> [Exercises]
1. In the audiobook post, which TTS library did the author end up using?
2. List every column defined in the CREATE TABLE translation statement in the audiobook post.
3. Please output the audiobook post word for word, beginning at the words "July 3, 2024" and stopping after "WikDict SQLite dictionaries.".

> [Text segment]
- Opening Delimiter -

World's most boring audiobook: German-English text-to-speech

I was curious how it would turn out

July 3, 2024 3 minutes read | 513 words by Ruben Berenguel

A lot of my projects involve a great deal of I wonder what the result might look like. This one was not unexpected

SDXL seed: 2325280438a professional grade shot of a cinematic movie in the style of Hitchcock, German imagery, lederhosen, audiobook, headphones, audio, books, Python, large realistic snake, boredom, thriller

A few days ago I quickly hacked a pocket translator using a M5Cardputer and the WikDict SQLite dictionaries.

Thinking about what else I could do with these databases, I had a stupid thought:

Let’s make an audiobook of German to English words.

I hadn’t done any TTS in… ages, luckily with the help of Gemini I could find a decent modern library I could run locally… After failing with espeak-ng, which does not work well on Mac and Mozilla TTS, which has few models and is unmaintained. I ended up using Coqui TTS, and two TTS models (one for English and one for German) that work reasonably well.

Click to open the repository for the pocket translator

Input data preparation

The first thing was preparing a list of the most important German words, out of the wikdict databases.

sqlite3 de-en.sqlite3

Supposedly the column importance in the de-en.sqlite3 database measures some sort of proxy of it.

CREATE TABLE translation(
  lexentry TEXT,
  sense_num TEXT,
  sense,
  written_rep TEXT,
  trans_list,
  score,
  is_good,
  importance
);

I wanted the German nouns to come together with their adjective… and otherwise get the part of speech. It is good to know if something is a verb or an adjective. This information is in the de.sqlite3 database

ATTACH DATABASE 'de.sqlite3' AS de;

SELECT DISTINCT 
  t.lexentry,
  t.written_rep,
  t.trans_list,
  e.vocable,
  e.part_of_speech,
  e.gender,
  t.importance FROM translation AS t
  JOIN de.entry AS e
  ON t.lexentry = e.lexentry
  ORDER BY importance DESC
  LIMIT 10;

This looked reasonably good, so I created a separate sqlite3 file with this:

ATTACH DATABASE 'top_de.sqlite3' AS top;

CREATE TABLE top.top AS 
SELECT DISTINCT 
  t.lexentry,
  t.written_rep,
  t.trans_list,
  e.vocable,
  e.part_of_speech,
  e.gender,
  t.importance FROM translation AS t
  JOIN de.entry AS e
  ON t.lexentry = e.lexentry
  ORDER BY importance DESC
  LIMIT 10000;

Top 10000 words looks reasonably large but not overwhelming. But, if you think about it, at 5 seconds per word this is going to be around 15 hours. Not the most exciting “audiobook”.

- Closing Delimiter -

> [Given material]
- Opening Delimiter -

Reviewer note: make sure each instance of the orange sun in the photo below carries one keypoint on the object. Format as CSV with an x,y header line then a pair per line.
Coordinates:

- Closing Delimiter -

> [Answers below]
1. Coqui TTS.

2. lexentry, sense_num, sense, written_rep, trans_list, score, is_good, importance

3.
July 3, 2024 3 minutes read | 513 words by Ruben Berenguel

A lot of my projects involve a great deal of I wonder what the result might look like. This one was not unexpected

SDXL seed: 2325280438a professional grade shot of a cinematic movie in the style of Hitchcock, German imagery, lederhosen, audiobook, headphones, audio, books, Python, large realistic snake, boredom, thriller

A few days ago I quickly hacked a pocket translator using a M5Cardputer and the WikDict SQLite dictionaries.